Als er die vielen Menschen sah, „hatte er Mitleid mit ihnen, denn sie waren wie Schafe, die keinen Hirten haben".
Als er die vielen Menschen sah, „hatte er Mitleid mit ihnen, denn sie waren wie Schafe, die keinen Hirten haben".
Gedanken von Kardinal Christoph Schönborn
zum Evangelium am 16. Sonntag im Jahreskreis,
22. Juli 2012 (Mk 6,30-34)
Sie fanden nicht einmal Zeit zum Essen. So hektisch ging es zu. So viele Menschen kamen und gingen. Stress ist nicht neu. Den gab es offensichtlich auch zur Zeit Jesu. Zumindest für seine Mitarbeiter. Deshalb beschließt Jesu: Es ist Zeit, ein wenig Urlaub zu machen. Weg vom Alltag. Weg vom täglichen Andrang. „Kommt mit an einen einsamen Ort, wo wir alleine sind, und ruht ein wenig aus!“
Dieses Evangelium passt maß genau für die Ferien. Für die Urlaubszeit. Ruht ein wenig aus! Für viele eine echte Notwendigkeit nach einem harten Arbeitsjahr. Für viele ein Traum, der sich nicht verwirklichen lässt, weil das Geld fehlt, die Urlaubsmöglichkeit nicht gegeben ist, die Lebensumstände es nicht erlauben, Ferien zu machen. Notwendig ist es allemal, gelegentlich auszuspannen. Im Griechischen steht hier das Wort „Pause machen“. Pausenlos arbeiten macht krank. Schon die Bibel sagt auf der ersten Seite, als von den sechs Tagen der Schöpfung die Rede ist, dass Gott selber am siebten Tag von all seinem Werk ruhte, und dass deshalb der Mensch wenigstens einen Tag in der Woche Pause machen soll, um innezuhalten und zur Ruhe zu kommen. Und am Ende des Lebens Wünschen wir den Verstorbenen nicht nur eine kurze Verschnaufpause, sondern „die ewige Ruhe“, auszuruhen von den Mühen des irdischen Lebens.
Aber es kam ganz anders. Aus der Ruhe wurde nichts. Der geplante Urlaub Jesu mit seinen Jüngern fiel ins Wasser. Ihre heimliche Abfahrt mit dem Boot wurde beobachtet. Und schon setzten sich die Scharen in Bewegung, liefen am Ufer voraus und kamen noch vor dem langsamen Ruderboot zu dem Platz am See, den Jesus sich für die Ruhezeit ausgedacht hatte.
____
[ARBEITSANWEISUNG]
Kopieren Sie aus dem Text zum Sonntagsevangelium den Abschnitt wörtlich: Beginn bei den Worten „Aber es kam“, Ende nach den Worten „Ruhezeit ausgedacht hatte.“.

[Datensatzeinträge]
____
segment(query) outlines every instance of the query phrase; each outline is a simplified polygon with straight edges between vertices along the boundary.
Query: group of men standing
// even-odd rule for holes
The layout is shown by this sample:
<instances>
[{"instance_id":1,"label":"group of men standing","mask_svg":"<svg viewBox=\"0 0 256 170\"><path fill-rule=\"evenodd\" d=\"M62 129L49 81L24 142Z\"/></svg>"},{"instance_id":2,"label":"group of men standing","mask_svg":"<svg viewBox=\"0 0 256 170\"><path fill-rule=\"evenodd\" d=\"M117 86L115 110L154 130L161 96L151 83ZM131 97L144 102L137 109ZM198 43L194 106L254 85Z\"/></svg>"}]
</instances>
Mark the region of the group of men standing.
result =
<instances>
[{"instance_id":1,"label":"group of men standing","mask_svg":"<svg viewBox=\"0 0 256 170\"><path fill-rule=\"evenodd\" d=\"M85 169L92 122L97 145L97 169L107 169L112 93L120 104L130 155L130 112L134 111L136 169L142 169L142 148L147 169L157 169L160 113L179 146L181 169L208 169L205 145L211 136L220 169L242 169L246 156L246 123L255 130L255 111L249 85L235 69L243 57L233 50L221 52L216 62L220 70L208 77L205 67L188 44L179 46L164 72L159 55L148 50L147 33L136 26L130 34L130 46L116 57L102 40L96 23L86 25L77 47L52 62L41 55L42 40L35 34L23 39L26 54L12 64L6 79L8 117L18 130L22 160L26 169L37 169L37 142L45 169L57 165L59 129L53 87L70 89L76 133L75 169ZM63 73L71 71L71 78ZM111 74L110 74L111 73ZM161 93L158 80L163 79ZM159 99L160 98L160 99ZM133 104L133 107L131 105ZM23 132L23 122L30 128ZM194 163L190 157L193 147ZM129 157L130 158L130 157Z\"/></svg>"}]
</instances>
____
[ANTWORTFELD]
Aber es kam ganz anders. Aus der Ruhe wurde nichts. Der geplante Urlaub Jesu mit seinen Jüngern fiel ins Wasser. Ihre heimliche Abfahrt mit dem Boot wurde beobachtet. Und schon setzten sich die Scharen in Bewegung, liefen am Ufer voraus und kamen noch vor dem langsamen Ruderboot zu dem Platz am See, den Jesus sich für die Ruhezeit ausgedacht hatte.